Start of Dataset records

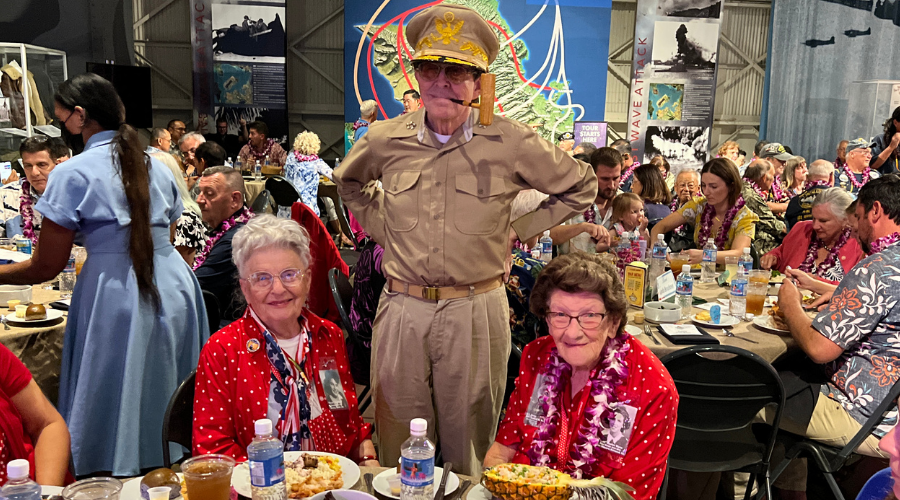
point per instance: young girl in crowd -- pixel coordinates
(628, 218)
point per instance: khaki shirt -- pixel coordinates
(443, 216)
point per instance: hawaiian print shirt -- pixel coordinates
(863, 318)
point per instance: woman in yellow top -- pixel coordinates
(719, 214)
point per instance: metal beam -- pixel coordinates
(157, 10)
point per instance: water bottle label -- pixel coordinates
(417, 473)
(267, 472)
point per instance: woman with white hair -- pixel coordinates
(822, 247)
(190, 234)
(278, 360)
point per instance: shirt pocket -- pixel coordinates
(401, 200)
(478, 203)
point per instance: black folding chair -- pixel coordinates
(721, 389)
(178, 422)
(830, 459)
(283, 192)
(342, 292)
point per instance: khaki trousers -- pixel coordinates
(443, 361)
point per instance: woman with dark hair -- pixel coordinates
(650, 186)
(136, 320)
(719, 215)
(885, 151)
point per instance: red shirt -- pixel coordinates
(232, 390)
(649, 390)
(16, 443)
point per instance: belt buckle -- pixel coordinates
(431, 293)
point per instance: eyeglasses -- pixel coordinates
(455, 73)
(587, 321)
(263, 280)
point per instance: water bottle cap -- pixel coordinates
(418, 426)
(17, 469)
(263, 426)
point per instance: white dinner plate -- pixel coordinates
(767, 322)
(726, 321)
(131, 490)
(52, 314)
(381, 485)
(240, 479)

End of Dataset records

#### Activity
Using the records above, please repeat the line with "point per instance: metal" and every line after it exactly, and give no other text.

#### Reply to the exercise
point per instance: metal beam -- pixel coordinates
(157, 10)
point per instance: water bottle label -- pixel coordinates
(417, 473)
(267, 472)
point per instance: woman with white hair -- pixel coordinates
(822, 247)
(190, 234)
(278, 360)
point per instance: shirt pocket -- pixel coordinates
(401, 200)
(478, 203)
point per instance: black folding chair -- pixel coordinates
(721, 389)
(178, 422)
(830, 459)
(283, 192)
(342, 292)
point per instance: khaki trousers -- pixel coordinates
(443, 361)
point per instance: woman with dark hair -- pixel coordinates
(650, 186)
(136, 320)
(719, 215)
(885, 151)
point per instance: red shirt -- pixel coordinates
(232, 390)
(649, 390)
(16, 443)
point per instance: belt buckle -- pixel coordinates
(431, 293)
point per instance: eyeglasses -- pixel coordinates
(455, 73)
(587, 321)
(263, 280)
point per instance: water bottle cap -- pixel coordinates
(418, 426)
(17, 469)
(263, 426)
point per instance: white dinner plate -- pixel coordinates
(767, 322)
(726, 321)
(131, 490)
(52, 314)
(381, 485)
(240, 479)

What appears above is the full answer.